The U.S. court system historically leads the way when it comes to transparency in government. The Constitution established the right to a jury trial and with it came the longstanding belief that perhaps no part of government deserves more public scrutiny than the courts.
In the U.S., only one court operates in almost total secrecy — no access to its records, deliberations or rulings.
Congress created the court in 1978 through the Foreign Intelligence Surveillance Act. The act empowers the court to rule on requests for electronic surveillance warrants. The 11-judge court almost never refuses government requests. And it has issued only a handful of opinions to the public. The last came in 2007 when it refused a request from the American Civil Liberties Union to make public its judicial order on the Bush administration’s expansion of electronic surveillance. In refusing that request, the court in its ruling described itself as a "unique and uniquely non-public court."

GIVEN MATERIAL -
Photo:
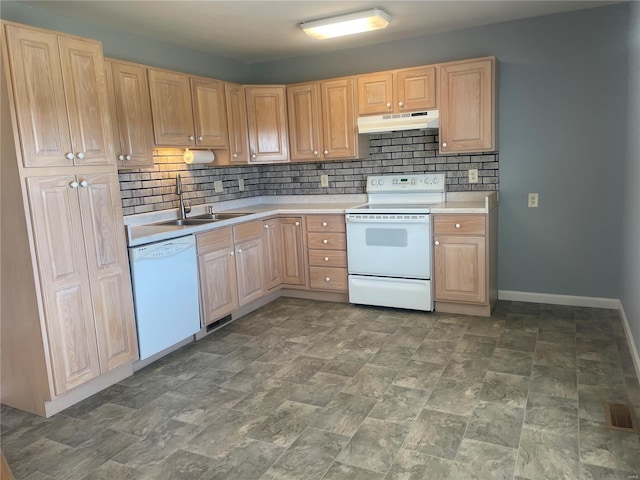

JOBS -
1/ In the passage on the surveillance court, how did the court describe itself in its 2007 ruling?
2/ Summarize the passage on the surveillance court in two sentences.

ANSWERS BY TASK -
1/ As a "unique and uniquely non-public court."

2/ Although U.S. courts have historically led the way in government transparency, one court operates in almost total secrecy, with no access to its records, deliberations or rulings. Congress created this court in 1978 through the Foreign Intelligence Surveillance Act to rule on requests for electronic surveillance warrants, and its 11 judges almost never refuse government requests and have issued only a handful of public opinions.